-- BEGIN Source extract --

# Liga Privada Ratzilla



## BaconStrips (Jun 3, 2012)

Yesterday morning I smoked the Liga Privada Ratzilla, This is one of the many Unico (Unique) series of the Liga Privada line. This review was done by me and is what i think of the cigar. I'd like to give a quick thanks to JustBrew77 for sending this to me in a bomb a few months back. Hope you enjoy!

Cigar:Liga Privada Ratzilla
Size: 6 1/4 x 46
Wrapper: Connecticut River Valley Stalk Cut & Cured Sun Grown Habano
Cost: $15
Drinking: Coffee with Milk and sugar

Humidor conditions:
RH: 67%
Temp: 72 F (Texas)
Rest: 3 months









Appearance:
This cigar has a primarily dark wrapper, has some lighter brown shades on it, slightly toothy wrapper, very minimal veins and a very nice fan tailed cap. very light yet firm pack.

Pre-Light Draw:
I chopped the top off this cigar with my trusty Xikar Cutter. The draw is very nice, almost perfect as with most the Liga's i have smoked, they seem to have very nice draws and great construction. Pre light draw reveals a sweet tobacco, but not much else.

First Light:
The first light is deep in rich oak, no sweetness or pepper is present. A hint of spice on the finish is present but i cannot put my finger on its exact flavor. It has a bit of a tingle over my tongue. 








First 1/3: 
Into the first third continuing is a deep woodsiness the spice i picked up on the initial light faded shortly after the cigar began to burn. A sweet note came into the background as the cigar started to take on a more leathery taste accompanying the other flavors. Also coming out is a florally flavor, something i didn't expect and blindsided my tastebuds. The smoke is very smooth an lite, no pepper or spice is present on the retrohale. The main flavors changed a few times throughout the first third from the dominating deep wood, a lite leather then transitioned into the floral flavor by the end of the first third. Very medium body, smoke isn't very rich or super thick either, burn is great too.









Second 1/3:
hints of cedar begin to accompany the main floral base flavors. I must admit, I'm not really digging this floral flavor it dominates the majority of the other flavors that hang around and every once in a while the the leather will come back. It is also beginning to take on an earthiness to it as well but it cannot over power the floral flavor. Draw/burn is still perfect and maintaining a medium body.









Final 1/3:
Hints of sweetness come and go in the last third of this cigar, leather and cedar begin to build up and almost start to overpower the floral flavor, but can't quite take it over. The band was a little troublesome to remove and ripped apart when i tried to peel it back, i find that a lot of Liga Privadas have this problem. As i approach the end of this cigar i get a bit of white pepper on the retrohale, but nothing else really changed, it kept the same flavors until i put it down.

-- END Source extract --

§ **Problem 1**
Do the following statements agree with the cigar review? Answer yes or no for each, and quote the words from the review that decide it. (a) The cigar rested in the humidor for three months. (b) Pepper was present on the first light. (c) The band came off the cigar cleanly.
§ **Problem 2**
Repeat the cigar review word for word, starting at "Yesterday morning I" and ending at "Hope you enjoy!".

-- BEGIN Data extract --

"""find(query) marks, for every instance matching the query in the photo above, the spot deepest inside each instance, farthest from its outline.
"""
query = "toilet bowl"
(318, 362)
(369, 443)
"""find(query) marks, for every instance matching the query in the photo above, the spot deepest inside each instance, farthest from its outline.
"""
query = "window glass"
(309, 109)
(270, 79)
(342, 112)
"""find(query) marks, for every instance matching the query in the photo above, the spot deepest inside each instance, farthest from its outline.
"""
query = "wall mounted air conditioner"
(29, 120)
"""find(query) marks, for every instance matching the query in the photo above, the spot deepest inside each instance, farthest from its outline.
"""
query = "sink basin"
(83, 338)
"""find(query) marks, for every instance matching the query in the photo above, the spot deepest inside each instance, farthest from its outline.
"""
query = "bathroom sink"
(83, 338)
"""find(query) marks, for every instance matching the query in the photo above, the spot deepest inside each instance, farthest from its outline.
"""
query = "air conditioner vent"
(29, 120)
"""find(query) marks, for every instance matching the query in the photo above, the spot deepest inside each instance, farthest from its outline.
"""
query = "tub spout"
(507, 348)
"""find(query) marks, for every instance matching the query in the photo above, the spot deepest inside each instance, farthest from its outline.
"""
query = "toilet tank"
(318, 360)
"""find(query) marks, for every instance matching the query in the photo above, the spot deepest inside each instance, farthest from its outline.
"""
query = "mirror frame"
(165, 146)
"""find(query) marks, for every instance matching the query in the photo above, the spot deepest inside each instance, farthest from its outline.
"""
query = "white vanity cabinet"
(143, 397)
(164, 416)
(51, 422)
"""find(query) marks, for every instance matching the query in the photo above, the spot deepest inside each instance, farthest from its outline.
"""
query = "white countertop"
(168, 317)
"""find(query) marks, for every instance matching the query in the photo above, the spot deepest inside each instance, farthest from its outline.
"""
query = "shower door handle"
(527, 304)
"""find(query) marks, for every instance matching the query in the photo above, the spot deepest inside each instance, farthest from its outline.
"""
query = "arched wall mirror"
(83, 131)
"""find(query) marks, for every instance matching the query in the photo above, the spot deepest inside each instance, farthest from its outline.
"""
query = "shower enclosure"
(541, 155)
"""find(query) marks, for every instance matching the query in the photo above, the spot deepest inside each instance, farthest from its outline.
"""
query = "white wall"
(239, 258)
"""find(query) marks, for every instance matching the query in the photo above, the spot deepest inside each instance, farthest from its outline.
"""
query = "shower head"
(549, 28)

-- END Data extract --

§ **Complete output 1**
(a) Yes: "Rest: 3 months"
(b) No: "no sweetness or pepper is present"
(c) No: "The band was a little troublesome to remove and ripped apart when i tried to peel it back"

§ **Complete output 2**
Yesterday morning I smoked the Liga Privada Ratzilla, This is one of the many Unico (Unique) series of the Liga Privada line. This review was done by me and is what i think of the cigar. I'd like to give a quick thanks to JustBrew77 for sending this to me in a bomb a few months back. Hope you enjoy!